Crise de rire ou crise de larmes : doit-on exprimer ses émotions au travail ?
17 avr. 2019
6min
Journaliste indépendante.
Joie, colère, compassion, honte… les émotions sont un phénomène naturel, indissociable de l’être humain. Et pourtant, il est parfois compliqué de les exprimer simplement dans un contexte professionnel. Elles peuvent être mal perçues, vues comme un signe de faiblesse, ou il peut simplement être difficile d’en faire part de façon appropriée. Trop souvent, les collaborateurs s’imposent de les laisser de côté afin de préserver une image raisonnable et raisonnée. Et pourtant, il y a bien un petit coeur qui bat derrière cette cravate.
Alors, quelles émotions ont leur place en entreprise ? Pourquoi devrait-on les laisser se manifester ? Existe t-il de bonnes ou de mauvaises émotions ? Aurélie Jeantet, auteur du livre Les émotions au travail, nous a aidé à répondre à ces questions.
La place des émotions en entreprise : une question de culture et de normes
L’expression des émotions est trop rarement encouragée dans les entreprises. Car l’entreprise est un lieu dans lequel on attend du professionnalisme et, pour certain, celui-ci est incompatible avec des démonstrations d’empathie ou d’émotions négatives. C’est d’autant plus vrai dans certains secteurs et à certains postes stratégiques, où c’est une façon de se préserver des difficultés du quotidien : « le comportement désaffectivé autorise alors des décisions dont le but est le profit, faisant fi de la dimension humaine pour faciliter, par exemple, le fait de “se séparer” d’une partie du personnel », explique Aurélie Jeantet.

===============

EXERCICE 1 >>
D'après l'article sur les émotions au travail, qui a écrit le livre Les émotions au travail ?
EXERCICE 2 >>
Citez fidèlement le passage de l'article sur les émotions au travail qui débute par « 17 avr. 2019 » et se prolonge jusqu'à « derrière cette cravate. ».
EXERCICE 3 >>
Traduisez en anglais cette phrase de l'article sur les émotions au travail : « Et pourtant, il y a bien un petit coeur qui bat derrière cette cravate. »

===============

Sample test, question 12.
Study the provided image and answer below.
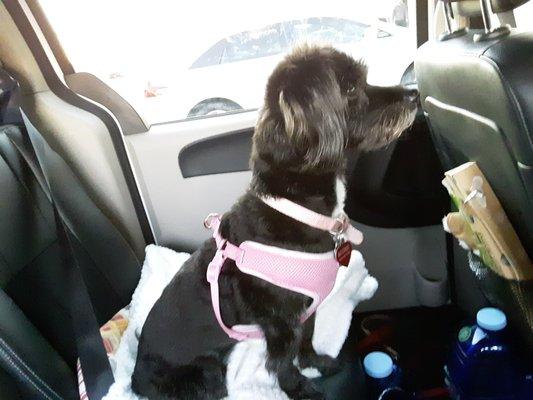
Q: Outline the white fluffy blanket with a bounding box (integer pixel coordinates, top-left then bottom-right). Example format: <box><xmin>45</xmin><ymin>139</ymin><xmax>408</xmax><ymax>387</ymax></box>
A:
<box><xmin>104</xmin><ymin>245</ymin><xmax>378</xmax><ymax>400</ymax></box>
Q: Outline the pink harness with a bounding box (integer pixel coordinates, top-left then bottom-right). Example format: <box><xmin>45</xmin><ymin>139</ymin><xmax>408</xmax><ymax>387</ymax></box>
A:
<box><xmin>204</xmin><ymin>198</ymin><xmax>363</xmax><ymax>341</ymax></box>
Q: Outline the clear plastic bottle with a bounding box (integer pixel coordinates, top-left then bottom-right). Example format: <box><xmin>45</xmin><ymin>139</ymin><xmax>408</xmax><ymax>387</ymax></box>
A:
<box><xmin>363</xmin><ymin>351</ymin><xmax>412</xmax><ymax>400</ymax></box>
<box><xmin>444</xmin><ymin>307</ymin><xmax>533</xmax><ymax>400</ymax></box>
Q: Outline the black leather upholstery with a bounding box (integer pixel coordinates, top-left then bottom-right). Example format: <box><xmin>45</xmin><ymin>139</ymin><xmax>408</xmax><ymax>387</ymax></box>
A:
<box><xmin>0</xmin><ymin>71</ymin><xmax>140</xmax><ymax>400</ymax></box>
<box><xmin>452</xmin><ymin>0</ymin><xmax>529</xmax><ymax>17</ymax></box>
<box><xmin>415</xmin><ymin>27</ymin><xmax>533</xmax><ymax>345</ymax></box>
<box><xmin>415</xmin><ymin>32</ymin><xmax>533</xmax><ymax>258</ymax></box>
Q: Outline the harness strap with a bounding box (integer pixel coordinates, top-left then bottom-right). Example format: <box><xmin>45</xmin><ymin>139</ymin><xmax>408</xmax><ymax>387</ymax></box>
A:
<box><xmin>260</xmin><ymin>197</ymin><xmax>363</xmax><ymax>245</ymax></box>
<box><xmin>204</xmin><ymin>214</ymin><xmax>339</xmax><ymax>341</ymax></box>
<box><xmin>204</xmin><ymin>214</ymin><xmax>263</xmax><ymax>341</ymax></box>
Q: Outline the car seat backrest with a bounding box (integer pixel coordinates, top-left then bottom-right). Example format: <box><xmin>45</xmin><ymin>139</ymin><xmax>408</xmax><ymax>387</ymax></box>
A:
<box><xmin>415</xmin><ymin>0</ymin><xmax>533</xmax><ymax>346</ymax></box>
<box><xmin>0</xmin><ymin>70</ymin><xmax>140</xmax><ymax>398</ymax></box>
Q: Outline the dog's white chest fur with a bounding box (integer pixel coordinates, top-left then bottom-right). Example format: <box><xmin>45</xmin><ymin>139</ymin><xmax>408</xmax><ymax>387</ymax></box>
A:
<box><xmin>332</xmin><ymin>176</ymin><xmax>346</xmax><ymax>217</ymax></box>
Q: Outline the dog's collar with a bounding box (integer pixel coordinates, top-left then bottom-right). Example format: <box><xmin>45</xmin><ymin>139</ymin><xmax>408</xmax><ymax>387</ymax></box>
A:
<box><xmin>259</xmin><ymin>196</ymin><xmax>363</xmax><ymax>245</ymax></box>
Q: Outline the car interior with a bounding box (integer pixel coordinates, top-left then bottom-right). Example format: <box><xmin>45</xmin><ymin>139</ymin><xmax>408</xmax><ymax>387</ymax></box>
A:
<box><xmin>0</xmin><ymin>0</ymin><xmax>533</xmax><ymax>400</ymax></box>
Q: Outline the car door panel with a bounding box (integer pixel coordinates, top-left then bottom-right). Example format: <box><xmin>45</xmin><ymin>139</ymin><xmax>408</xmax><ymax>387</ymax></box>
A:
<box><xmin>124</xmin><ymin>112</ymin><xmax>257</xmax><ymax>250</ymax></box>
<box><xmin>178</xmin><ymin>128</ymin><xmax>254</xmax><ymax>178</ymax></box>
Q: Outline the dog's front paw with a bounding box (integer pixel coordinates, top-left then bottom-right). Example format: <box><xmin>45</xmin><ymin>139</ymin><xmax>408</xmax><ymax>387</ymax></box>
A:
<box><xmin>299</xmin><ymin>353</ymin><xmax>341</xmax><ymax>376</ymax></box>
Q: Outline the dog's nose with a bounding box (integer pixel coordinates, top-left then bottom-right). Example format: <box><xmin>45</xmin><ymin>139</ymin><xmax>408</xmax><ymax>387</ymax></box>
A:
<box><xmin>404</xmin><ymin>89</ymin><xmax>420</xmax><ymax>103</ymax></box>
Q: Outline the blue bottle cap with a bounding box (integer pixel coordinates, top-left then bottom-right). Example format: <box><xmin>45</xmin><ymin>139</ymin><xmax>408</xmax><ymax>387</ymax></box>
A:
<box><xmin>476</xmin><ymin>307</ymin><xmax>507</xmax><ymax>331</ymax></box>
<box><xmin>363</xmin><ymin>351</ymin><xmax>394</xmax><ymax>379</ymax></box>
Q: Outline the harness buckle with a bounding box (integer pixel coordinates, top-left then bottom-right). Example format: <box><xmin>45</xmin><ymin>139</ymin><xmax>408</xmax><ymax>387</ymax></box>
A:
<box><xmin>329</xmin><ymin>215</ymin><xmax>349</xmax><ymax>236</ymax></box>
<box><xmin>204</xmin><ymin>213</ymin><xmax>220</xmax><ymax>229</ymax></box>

===============

CORRIGÉ 1 >>
Aurélie Jeantet.

CORRIGÉ 2 >>
17 avr. 2019
6min
Journaliste indépendante.
Joie, colère, compassion, honte… les émotions sont un phénomène naturel, indissociable de l’être humain. Et pourtant, il est parfois compliqué de les exprimer simplement dans un contexte professionnel. Elles peuvent être mal perçues, vues comme un signe de faiblesse, ou il peut simplement être difficile d’en faire part de façon appropriée. Trop souvent, les collaborateurs s’imposent de les laisser de côté afin de préserver une image raisonnable et raisonnée. Et pourtant, il y a bien un petit coeur qui bat derrière cette cravate.

CORRIGÉ 3 >>
And yet there really is a little heart beating behind that tie.